Passage to read

....

As Oklahoma’s coronavirus case counts continue to break records, some of the state’s top medical experts are ringing alarm bells about hospital capacity.
The state broke yet another daily new case record on Tuesday, surpassing 900 for the first time. Total cases are nearing 22,000. About 500 people are in the hospital being treated for coronavirus.
After the initial surge, Oklahoma’s hospitalizations dropped for weeks in the spring. Starting in June, they picked up and have consistently grown.
Public health experts and hospital administrators raised concerns about that trend on Monday, during the Greater Oklahoma City Chamber’s annual State of Health event, which took place via Zoom.
Gary Raskob is the Oklahoma City-County Health Board’s chairman, as well as the University of Oklahoma Health Science Center’s public health dean. He spoke during the event’s public health panel.
“We’re seeing an increase in the rate of sick people who require hospitalization, and we are beginning to encroach on capacity significantly,” he said.
The issue isn’t only that COVID hospitalizations are growing. It’s that other medical emergencies, such as heart attacks and strokes, aren’t going away.
“Those patients, if we don’t have capacity, will suffer,” Raskob said.
The event also convened a panel of executives from four of Oklahoma’s top hospital companies: Integris, OU Medicine, Mercy Hospital, and SSM Health Oklahoma. The four raised several concerns, including how Oklahoma’s pre-existing poor health outcomes make the virus more dangerous to the state, and the harmful myth that young people aren’t affected by the virus. Each of them also raised concerns about capacity.
Chuck Spicer, the President and CEO of OU Medicine, echoed Raskob’s concerns that the conversation about capacity often glosses over patients without coronavirus.

....

Entries supplied

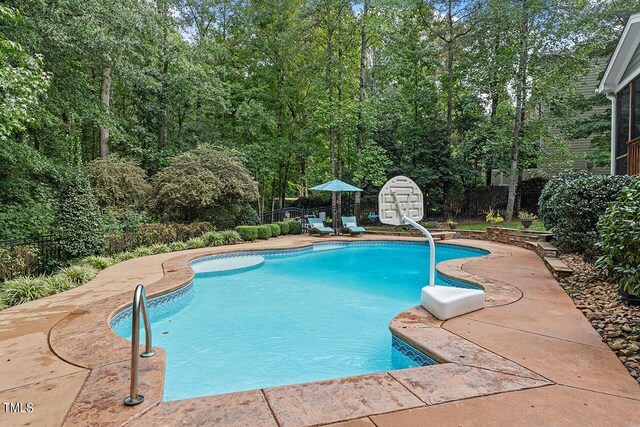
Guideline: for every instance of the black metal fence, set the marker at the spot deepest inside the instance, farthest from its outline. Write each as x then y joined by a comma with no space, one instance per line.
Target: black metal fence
469,207
28,256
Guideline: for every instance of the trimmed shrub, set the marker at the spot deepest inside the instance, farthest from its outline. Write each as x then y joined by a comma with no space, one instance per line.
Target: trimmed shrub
246,215
142,251
149,234
78,221
118,182
619,241
197,181
17,261
79,274
177,246
212,238
230,237
275,229
196,243
60,283
295,227
571,204
264,232
284,227
124,256
160,248
248,233
185,232
24,289
97,262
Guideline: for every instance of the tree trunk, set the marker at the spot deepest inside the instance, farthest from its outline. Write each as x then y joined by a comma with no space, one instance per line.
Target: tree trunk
105,97
164,71
363,53
449,71
521,95
330,29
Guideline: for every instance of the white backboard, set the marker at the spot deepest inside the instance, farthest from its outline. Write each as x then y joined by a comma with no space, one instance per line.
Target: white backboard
409,199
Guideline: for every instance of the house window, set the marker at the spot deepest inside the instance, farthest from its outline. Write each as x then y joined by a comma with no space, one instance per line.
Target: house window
635,130
622,129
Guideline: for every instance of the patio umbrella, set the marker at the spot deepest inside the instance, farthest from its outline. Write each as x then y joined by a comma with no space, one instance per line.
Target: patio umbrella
335,186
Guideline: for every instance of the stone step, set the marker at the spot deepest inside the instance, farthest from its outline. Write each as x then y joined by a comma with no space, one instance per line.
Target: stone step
546,249
557,267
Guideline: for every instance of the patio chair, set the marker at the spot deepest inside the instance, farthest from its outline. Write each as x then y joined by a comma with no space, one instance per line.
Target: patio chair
349,225
317,227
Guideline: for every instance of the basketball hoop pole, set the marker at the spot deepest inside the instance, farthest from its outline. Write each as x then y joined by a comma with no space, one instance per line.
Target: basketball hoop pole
432,245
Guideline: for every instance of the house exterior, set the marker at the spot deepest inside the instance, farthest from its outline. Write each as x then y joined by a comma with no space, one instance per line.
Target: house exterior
621,84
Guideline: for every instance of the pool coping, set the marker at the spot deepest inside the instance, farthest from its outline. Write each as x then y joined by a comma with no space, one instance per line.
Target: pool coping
110,354
83,338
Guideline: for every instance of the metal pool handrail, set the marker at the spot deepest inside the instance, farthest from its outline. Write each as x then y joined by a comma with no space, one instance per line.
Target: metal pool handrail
139,305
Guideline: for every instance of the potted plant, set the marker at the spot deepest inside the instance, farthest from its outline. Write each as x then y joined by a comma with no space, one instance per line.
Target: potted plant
451,223
526,219
494,218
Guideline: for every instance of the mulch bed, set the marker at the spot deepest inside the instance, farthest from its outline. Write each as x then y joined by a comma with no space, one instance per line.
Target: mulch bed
616,322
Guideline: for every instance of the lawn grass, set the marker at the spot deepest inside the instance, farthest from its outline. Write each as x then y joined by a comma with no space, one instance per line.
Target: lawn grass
482,226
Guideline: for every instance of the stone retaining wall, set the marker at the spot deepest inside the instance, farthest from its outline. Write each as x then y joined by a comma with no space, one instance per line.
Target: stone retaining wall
523,238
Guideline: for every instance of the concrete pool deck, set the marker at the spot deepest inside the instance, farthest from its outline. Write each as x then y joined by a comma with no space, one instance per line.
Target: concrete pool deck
529,358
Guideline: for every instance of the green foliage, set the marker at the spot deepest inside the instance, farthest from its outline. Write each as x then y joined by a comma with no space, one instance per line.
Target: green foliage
160,248
60,283
284,227
371,165
295,227
149,234
246,215
177,246
142,251
22,79
24,289
118,183
264,231
79,273
212,238
571,205
97,262
248,233
123,256
200,179
230,237
196,243
17,261
275,229
619,239
77,222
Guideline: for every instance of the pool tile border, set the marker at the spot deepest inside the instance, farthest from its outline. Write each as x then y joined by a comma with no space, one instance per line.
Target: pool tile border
90,327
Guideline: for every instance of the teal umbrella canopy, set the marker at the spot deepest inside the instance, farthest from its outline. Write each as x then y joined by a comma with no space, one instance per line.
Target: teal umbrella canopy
335,185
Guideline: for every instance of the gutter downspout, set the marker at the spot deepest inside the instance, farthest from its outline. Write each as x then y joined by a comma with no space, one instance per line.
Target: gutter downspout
611,97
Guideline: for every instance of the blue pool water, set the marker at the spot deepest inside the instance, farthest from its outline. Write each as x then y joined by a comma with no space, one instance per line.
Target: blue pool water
299,317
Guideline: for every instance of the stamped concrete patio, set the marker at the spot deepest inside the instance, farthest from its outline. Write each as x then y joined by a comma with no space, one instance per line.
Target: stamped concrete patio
529,358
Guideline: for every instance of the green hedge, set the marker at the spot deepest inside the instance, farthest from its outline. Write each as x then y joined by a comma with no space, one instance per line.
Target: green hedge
248,233
275,229
264,232
619,241
284,227
571,204
294,227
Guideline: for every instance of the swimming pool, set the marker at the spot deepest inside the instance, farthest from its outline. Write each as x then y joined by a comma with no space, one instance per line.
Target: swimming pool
290,316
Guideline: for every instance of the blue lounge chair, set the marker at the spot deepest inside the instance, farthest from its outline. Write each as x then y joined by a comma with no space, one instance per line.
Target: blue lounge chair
349,225
317,226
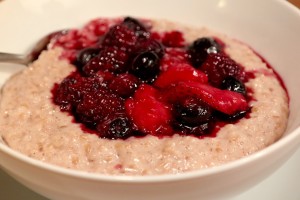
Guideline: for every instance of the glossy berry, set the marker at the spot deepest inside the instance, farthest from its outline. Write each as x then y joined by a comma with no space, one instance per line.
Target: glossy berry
124,85
85,55
199,131
150,45
219,66
98,105
233,84
200,48
115,128
192,112
233,117
145,65
173,39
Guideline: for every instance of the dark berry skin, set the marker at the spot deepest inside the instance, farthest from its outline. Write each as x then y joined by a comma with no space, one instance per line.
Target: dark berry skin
115,128
85,55
124,85
192,112
150,45
233,84
145,65
231,118
201,130
200,48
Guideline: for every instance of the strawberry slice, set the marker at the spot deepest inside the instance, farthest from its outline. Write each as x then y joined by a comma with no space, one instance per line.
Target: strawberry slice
148,113
224,101
178,73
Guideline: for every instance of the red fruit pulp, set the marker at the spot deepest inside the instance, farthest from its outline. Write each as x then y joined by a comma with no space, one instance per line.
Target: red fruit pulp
110,100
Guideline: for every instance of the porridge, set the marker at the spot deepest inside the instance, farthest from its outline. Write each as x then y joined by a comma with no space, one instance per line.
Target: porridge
126,97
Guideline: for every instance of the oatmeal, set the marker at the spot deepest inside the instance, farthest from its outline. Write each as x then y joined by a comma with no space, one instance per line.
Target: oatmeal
37,120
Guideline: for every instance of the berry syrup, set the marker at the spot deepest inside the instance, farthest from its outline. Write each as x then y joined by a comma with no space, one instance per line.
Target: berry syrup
131,81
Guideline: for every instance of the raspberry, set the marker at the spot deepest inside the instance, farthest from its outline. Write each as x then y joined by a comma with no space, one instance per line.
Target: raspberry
149,114
173,39
146,65
219,66
67,94
224,101
181,72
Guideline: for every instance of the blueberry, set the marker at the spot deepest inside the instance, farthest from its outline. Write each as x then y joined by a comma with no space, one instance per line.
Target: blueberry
200,48
135,25
85,55
233,84
231,118
145,65
200,130
192,112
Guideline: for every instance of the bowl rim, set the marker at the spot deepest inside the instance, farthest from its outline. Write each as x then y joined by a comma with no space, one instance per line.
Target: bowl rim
286,140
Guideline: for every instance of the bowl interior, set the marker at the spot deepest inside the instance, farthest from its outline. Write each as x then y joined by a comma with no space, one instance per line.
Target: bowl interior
279,45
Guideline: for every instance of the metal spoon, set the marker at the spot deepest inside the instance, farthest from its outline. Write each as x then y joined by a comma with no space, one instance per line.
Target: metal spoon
25,59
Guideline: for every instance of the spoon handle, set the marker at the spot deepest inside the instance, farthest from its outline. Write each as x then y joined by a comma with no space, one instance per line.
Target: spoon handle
12,58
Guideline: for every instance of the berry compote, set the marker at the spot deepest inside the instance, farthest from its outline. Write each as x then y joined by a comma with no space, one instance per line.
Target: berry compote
131,81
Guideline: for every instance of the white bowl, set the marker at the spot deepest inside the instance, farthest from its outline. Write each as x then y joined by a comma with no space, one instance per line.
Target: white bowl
271,27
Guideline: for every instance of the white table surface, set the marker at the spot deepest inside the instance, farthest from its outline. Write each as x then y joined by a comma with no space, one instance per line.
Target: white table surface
284,184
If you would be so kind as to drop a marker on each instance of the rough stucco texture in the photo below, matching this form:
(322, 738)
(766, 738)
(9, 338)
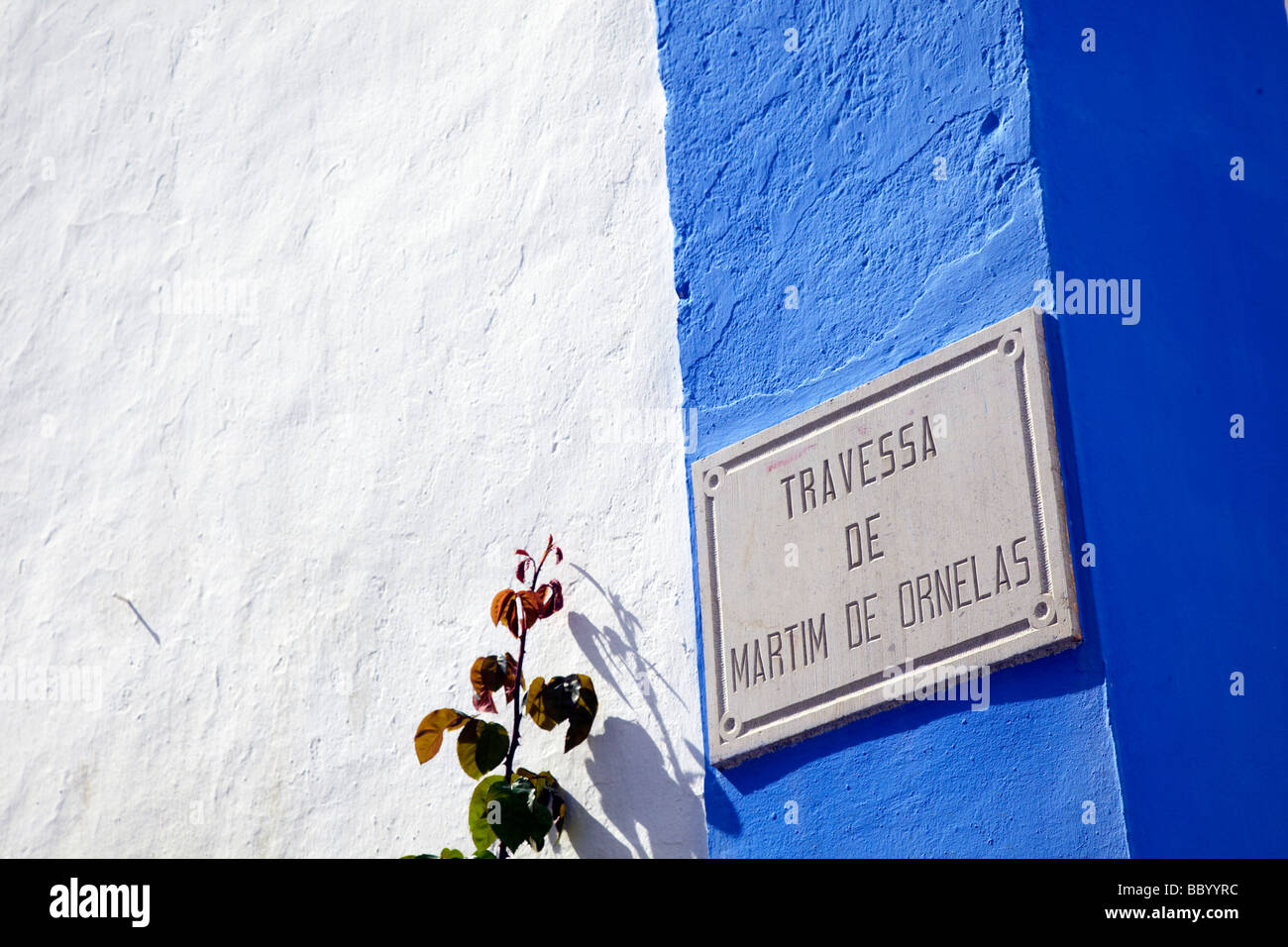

....

Your assignment
Reproduce the full text about Oklahoma's hospital capacity during the coronavirus surge, word for word. The listing was taken from a separate source.

Exercise answer
As Oklahoma’s coronavirus case counts continue to break records, some of the state’s top medical experts are ringing alarm bells about hospital capacity.
The state broke yet another daily new case record on Tuesday, surpassing 900 for the first time. Total cases are nearing 22,000. About 500 people are in the hospital being treated for coronavirus.
After the initial surge, Oklahoma’s hospitalizations dropped for weeks in the spring. Starting in June, they picked up and have consistently grown.
Public health experts and hospital administrators raised concerns about that trend on Monday, during the Greater Oklahoma City Chamber’s annual State of Health event, which took place via Zoom.
Gary Raskob is the Oklahoma City-County Health Board’s chairman, as well as the University of Oklahoma Health Science Center’s public health dean. He spoke during the event’s public health panel.
“We’re seeing an increase in the rate of sick people who require hospitalization, and we are beginning to encroach on capacity significantly,” he said.
The issue isn’t only that COVID hospitalizations are growing. It’s that other medical emergencies, such as heart attacks and strokes, aren’t going away.
“Those patients, if we don’t have capacity, will suffer,” Raskob said.
The event also convened a panel of executives from four of Oklahoma’s top hospital companies: Integris, OU Medicine, Mercy Hospital, and SSM Health Oklahoma. The four raised several concerns, including how Oklahoma’s pre-existing poor health outcomes make the virus more dangerous to the state, and the harmful myth that young people aren’t affected by the virus. Each of them also raised concerns about capacity.
Chuck Spicer, the President and CEO of OU Medicine, echoed Raskob’s concerns that the conversation about capacity often glosses over patients without coronavirus.